Your objective: Whatever pictures appear, omit them, and repeat the data below exactly.

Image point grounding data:

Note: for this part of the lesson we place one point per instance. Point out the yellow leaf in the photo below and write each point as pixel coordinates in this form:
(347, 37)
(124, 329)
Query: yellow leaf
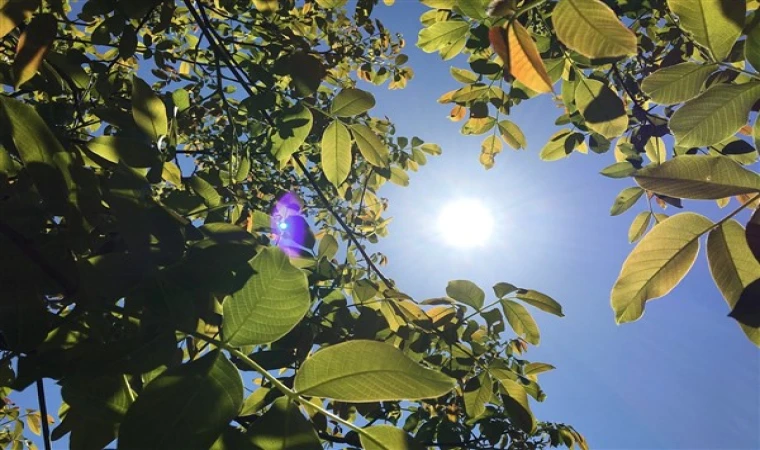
(32, 47)
(525, 63)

Answer space:
Note: for this part of the lesson we place one point per instance. Point out the yellow leaf in the photo below and write each point as pixel coordinates in this form:
(347, 37)
(124, 329)
Query: yellow leaf
(32, 47)
(525, 63)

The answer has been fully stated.